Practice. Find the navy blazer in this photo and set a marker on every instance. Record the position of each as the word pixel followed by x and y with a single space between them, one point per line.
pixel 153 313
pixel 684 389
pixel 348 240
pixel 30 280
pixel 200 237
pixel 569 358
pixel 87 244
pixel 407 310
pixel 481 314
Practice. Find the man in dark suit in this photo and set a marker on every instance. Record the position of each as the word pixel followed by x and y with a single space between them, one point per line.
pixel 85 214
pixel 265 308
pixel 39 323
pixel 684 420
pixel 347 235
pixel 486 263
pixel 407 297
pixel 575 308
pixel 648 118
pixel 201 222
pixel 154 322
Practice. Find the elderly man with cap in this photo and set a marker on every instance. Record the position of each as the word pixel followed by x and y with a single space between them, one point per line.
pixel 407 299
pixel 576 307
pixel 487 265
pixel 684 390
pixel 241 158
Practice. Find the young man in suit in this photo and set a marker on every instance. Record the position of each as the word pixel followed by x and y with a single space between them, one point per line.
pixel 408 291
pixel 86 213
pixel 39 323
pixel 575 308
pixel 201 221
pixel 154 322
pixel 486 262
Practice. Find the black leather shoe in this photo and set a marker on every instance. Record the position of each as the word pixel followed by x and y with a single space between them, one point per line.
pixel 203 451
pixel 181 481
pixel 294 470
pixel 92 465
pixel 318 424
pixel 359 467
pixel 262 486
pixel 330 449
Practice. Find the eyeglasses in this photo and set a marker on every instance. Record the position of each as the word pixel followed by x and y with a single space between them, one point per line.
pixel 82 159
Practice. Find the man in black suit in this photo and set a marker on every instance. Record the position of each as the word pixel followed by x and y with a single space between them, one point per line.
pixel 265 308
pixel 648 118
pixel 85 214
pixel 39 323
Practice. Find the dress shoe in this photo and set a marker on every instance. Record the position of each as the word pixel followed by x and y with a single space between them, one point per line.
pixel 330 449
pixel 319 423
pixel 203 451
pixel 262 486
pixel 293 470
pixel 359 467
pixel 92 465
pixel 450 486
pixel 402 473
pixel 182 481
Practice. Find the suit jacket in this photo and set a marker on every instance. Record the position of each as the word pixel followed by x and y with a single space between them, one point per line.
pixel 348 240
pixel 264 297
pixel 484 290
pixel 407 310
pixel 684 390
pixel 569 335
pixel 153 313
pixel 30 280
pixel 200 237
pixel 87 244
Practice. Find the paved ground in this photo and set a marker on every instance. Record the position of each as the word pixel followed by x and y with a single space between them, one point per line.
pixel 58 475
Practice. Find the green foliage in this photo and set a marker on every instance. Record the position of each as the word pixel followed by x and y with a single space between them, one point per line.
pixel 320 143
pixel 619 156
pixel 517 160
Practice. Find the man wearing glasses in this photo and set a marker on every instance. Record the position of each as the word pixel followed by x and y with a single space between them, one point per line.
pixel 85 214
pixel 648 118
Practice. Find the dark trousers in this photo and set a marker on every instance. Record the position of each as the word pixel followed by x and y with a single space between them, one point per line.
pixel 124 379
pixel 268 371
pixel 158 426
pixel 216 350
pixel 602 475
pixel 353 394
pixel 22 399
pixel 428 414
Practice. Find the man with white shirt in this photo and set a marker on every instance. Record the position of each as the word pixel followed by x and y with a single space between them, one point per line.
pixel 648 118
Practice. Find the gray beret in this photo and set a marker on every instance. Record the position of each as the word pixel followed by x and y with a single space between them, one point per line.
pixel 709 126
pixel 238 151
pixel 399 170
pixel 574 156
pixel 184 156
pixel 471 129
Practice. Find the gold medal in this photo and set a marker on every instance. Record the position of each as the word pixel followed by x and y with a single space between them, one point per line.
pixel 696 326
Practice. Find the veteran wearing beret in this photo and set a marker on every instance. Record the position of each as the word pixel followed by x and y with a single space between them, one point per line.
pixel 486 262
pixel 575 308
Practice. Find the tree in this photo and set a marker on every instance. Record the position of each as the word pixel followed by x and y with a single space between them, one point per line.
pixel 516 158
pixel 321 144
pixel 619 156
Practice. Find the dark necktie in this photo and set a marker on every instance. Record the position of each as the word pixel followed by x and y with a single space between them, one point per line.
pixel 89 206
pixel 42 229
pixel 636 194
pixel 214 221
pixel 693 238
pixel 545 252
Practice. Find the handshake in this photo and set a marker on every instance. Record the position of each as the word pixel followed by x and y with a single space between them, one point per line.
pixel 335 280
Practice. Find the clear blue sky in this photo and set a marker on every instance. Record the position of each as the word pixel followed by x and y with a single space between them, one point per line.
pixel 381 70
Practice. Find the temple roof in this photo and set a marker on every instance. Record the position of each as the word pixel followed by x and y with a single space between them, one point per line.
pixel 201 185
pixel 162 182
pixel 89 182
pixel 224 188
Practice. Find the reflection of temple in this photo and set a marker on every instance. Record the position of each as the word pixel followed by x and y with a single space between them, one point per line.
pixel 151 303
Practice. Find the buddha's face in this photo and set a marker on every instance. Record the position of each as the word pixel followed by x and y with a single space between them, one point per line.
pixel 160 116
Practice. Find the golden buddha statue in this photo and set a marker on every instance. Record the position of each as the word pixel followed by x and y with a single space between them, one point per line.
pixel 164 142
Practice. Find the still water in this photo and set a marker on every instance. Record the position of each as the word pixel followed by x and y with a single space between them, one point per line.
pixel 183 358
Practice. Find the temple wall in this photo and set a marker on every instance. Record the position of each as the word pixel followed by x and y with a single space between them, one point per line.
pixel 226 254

### EXERCISE DESCRIPTION
Can you retype the data above word for word, from the line with "Practice. Find the veteran" up to and including the line with "pixel 335 280"?

### ANSWER TO THE PROBLEM
Practice. Find the veteran wearing beret in this photo and set a marker on every instance. Record the position of each as the word pixel followed by x and y with a single space between them, one point per line.
pixel 486 262
pixel 575 308
Practice. Find the tree in this photo and set a marker on every instance. Record the position of each as the word pixel followed by x and y with a single space between them, one point per line.
pixel 516 158
pixel 321 144
pixel 619 156
Practice. Find the dark necktie in this photo and set a marker on every instance. Record the position of each as the word pixel followed by x and y with a single space between them, one point per line.
pixel 89 206
pixel 42 229
pixel 636 194
pixel 214 221
pixel 693 238
pixel 545 252
Practice. Find the handshake in this photo and set a marker on every instance. Record the position of each as the word pixel followed by x and y with a single space between them, one point per line.
pixel 335 280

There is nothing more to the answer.